> Task item: For each line of the listing below that contains the string "tower", copy the line.

> Supplied records:
______________________________
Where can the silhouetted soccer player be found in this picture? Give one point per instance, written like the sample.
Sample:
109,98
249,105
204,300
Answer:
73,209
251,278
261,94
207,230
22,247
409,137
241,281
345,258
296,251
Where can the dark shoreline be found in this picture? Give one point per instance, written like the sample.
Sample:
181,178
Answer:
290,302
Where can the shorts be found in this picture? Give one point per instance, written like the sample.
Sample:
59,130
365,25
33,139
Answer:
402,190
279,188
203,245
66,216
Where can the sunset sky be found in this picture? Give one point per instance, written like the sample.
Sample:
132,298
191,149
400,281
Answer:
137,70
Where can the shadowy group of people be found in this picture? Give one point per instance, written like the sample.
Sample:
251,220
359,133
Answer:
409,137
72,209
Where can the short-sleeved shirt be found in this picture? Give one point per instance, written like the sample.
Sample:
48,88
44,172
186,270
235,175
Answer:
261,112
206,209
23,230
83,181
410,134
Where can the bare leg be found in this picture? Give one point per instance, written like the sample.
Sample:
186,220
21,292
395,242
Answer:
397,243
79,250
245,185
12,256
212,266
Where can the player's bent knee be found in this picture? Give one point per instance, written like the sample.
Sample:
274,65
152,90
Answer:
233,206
______________________________
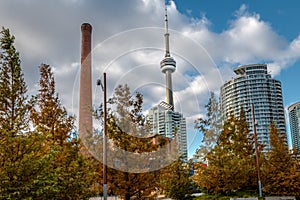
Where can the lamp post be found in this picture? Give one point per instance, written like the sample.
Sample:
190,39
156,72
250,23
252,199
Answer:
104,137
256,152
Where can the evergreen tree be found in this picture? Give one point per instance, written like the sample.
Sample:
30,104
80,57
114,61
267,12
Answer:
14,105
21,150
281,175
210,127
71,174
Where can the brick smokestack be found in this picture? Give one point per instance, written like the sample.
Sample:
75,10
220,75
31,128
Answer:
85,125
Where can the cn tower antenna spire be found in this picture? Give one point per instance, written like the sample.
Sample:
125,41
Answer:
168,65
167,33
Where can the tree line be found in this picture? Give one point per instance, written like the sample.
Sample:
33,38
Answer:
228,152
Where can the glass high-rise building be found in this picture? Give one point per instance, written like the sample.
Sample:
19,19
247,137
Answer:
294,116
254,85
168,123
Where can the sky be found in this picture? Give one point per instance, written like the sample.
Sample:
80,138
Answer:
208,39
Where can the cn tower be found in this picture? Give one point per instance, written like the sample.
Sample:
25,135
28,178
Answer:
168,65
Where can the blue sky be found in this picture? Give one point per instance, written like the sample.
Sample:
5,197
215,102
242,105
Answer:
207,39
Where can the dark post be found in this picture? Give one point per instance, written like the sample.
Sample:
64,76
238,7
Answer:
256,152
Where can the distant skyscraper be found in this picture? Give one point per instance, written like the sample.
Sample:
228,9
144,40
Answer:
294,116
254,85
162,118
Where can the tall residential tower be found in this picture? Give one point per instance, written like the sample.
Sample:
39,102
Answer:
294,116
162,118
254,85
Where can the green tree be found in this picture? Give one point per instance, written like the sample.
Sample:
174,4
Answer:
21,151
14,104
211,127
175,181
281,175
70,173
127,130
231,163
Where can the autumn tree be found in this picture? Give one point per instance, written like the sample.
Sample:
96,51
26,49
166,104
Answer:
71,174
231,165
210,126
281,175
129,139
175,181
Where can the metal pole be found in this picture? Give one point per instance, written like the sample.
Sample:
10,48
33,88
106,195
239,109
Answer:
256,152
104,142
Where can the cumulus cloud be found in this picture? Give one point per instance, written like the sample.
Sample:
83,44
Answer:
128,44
______________________________
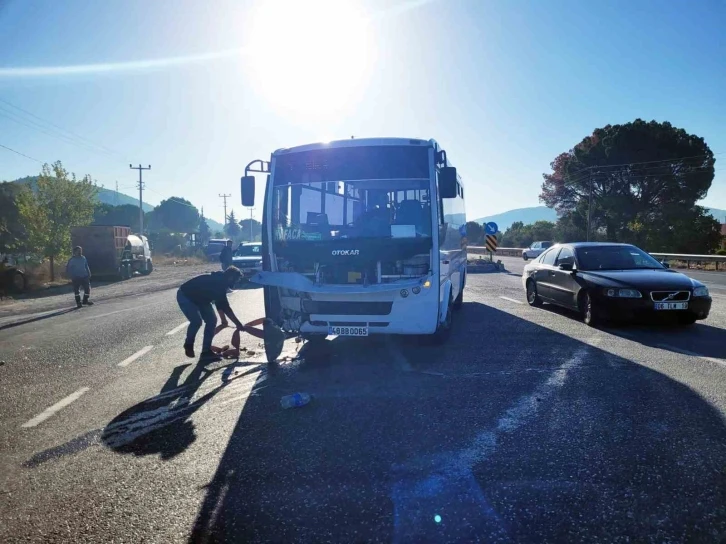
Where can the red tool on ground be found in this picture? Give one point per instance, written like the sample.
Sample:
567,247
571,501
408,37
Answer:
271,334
______________________________
> Output:
Where can the cn tower antenna spire be found in this picture? Give one point per instance, written like the sample.
Where can the cn tower be found in this picture? Give one point per instance, written like the sample.
Where can the tall residential tower be found in this picture? Give one point per instance, written like the sample.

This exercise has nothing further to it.